__What you have to do__
In the data below, write out again only the lines starting at the one containing "Task: If you could tag each instance of the column" and ending at the one containing "<point>240,381</point>", switching "column shaft" to "stone pillar" and keeping everything else the same.

++++ Data shown ++++

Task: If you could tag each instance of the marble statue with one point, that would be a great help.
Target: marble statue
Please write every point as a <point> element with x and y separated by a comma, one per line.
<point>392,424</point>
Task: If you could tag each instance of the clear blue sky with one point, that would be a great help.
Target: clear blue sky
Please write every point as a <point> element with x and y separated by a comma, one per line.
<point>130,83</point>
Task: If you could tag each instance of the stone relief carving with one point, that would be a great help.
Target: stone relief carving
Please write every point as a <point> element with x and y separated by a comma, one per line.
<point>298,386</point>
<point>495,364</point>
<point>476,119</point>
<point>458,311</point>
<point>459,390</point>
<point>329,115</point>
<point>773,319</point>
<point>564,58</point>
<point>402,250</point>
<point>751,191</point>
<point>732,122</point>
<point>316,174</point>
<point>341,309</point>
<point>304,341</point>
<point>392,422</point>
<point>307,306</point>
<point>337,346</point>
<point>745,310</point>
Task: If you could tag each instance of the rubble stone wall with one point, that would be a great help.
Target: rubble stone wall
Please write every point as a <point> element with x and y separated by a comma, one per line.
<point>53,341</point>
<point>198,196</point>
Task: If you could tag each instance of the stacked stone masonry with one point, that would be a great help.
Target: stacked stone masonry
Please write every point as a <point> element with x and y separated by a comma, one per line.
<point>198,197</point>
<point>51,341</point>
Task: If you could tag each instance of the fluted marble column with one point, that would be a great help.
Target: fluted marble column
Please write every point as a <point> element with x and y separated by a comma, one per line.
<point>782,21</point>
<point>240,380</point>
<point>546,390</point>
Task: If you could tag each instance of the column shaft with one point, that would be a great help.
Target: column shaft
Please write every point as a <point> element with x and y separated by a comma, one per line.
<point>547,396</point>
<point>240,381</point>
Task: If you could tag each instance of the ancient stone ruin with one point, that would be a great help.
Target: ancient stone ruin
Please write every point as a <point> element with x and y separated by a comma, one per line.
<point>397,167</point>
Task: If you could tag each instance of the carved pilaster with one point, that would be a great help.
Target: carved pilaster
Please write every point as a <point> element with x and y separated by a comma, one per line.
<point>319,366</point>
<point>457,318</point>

++++
++++ Data shown ++++

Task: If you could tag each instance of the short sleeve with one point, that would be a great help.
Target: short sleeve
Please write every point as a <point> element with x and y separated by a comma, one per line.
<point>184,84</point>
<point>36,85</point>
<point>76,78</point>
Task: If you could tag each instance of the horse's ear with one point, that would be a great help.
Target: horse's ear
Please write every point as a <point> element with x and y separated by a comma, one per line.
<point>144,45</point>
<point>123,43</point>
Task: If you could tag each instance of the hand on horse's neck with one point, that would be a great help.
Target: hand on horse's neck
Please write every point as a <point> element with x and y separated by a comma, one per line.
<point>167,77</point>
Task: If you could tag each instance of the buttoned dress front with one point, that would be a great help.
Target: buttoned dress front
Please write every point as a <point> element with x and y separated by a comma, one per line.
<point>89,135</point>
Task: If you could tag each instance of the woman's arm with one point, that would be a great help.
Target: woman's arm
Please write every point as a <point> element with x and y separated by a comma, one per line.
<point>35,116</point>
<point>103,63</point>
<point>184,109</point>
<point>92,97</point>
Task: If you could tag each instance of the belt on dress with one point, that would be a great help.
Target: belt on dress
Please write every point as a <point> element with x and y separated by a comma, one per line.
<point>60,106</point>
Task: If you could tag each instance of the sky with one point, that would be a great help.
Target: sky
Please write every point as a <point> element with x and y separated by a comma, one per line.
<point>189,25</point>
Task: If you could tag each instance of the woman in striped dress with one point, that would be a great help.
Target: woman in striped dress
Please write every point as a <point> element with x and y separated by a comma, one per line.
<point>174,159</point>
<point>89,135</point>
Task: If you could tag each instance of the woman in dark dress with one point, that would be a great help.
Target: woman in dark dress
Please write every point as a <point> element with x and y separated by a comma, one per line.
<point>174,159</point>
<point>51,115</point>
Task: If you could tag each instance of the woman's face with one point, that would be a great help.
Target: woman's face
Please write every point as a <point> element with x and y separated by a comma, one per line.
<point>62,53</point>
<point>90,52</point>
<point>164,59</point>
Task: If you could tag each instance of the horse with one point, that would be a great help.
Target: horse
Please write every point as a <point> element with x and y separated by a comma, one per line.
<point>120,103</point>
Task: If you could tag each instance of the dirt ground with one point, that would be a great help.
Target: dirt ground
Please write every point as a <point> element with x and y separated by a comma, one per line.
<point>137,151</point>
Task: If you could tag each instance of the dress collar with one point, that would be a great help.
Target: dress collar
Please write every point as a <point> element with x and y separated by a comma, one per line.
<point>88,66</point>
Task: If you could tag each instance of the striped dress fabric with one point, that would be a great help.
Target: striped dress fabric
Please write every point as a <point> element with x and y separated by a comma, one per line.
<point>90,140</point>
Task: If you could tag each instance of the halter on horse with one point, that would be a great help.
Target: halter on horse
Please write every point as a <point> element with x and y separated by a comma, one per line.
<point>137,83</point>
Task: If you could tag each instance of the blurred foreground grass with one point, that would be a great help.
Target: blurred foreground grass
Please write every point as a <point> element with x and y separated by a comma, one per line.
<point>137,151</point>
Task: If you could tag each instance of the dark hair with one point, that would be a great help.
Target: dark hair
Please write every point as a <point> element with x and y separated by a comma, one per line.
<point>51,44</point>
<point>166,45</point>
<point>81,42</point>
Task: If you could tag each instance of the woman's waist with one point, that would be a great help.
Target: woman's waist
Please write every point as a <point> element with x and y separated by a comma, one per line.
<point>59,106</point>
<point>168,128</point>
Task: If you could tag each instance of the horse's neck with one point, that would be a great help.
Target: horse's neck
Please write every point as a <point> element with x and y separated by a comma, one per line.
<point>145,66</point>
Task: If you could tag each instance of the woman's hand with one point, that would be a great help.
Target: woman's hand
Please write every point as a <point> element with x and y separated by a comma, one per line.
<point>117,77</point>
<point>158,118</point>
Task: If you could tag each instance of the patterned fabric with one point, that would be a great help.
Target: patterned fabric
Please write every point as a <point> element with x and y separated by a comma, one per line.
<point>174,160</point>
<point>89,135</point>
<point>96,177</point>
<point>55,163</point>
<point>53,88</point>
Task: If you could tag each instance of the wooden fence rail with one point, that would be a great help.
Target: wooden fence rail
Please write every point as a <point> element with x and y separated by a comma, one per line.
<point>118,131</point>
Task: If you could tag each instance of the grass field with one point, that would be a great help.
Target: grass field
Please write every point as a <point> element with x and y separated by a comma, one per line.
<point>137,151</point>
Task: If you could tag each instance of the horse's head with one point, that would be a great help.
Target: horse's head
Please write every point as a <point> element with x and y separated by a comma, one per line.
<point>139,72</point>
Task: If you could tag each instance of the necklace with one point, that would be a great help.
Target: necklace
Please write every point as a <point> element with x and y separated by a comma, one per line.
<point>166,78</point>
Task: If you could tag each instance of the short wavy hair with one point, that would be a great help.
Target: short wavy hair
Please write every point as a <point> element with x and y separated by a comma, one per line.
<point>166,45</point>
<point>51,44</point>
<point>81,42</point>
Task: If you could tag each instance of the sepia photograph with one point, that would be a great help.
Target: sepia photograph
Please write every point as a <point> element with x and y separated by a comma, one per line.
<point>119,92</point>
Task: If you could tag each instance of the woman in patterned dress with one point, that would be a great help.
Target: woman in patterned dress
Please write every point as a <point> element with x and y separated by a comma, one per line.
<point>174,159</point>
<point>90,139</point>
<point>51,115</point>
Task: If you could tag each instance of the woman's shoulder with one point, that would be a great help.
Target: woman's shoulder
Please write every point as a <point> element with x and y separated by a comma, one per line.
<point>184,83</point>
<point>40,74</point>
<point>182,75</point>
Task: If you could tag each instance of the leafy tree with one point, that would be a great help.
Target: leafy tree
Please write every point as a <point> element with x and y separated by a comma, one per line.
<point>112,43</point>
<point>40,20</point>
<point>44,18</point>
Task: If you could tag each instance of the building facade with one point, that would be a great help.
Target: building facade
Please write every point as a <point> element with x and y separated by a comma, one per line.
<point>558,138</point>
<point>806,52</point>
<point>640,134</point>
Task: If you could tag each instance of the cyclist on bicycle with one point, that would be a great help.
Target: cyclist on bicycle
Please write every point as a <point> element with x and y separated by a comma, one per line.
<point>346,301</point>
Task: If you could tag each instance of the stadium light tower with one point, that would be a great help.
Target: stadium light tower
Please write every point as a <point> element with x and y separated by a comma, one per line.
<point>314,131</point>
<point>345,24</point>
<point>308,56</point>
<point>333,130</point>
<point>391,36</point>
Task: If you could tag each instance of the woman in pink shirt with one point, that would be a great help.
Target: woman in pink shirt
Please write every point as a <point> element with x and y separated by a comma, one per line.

++++

__Written answer__
Task: If you could tag each instance of the stone pillar with one point, that would be a great help.
Target: stone pillar
Please write every point as a <point> element with x and y separated by a comma, one per line.
<point>547,396</point>
<point>240,381</point>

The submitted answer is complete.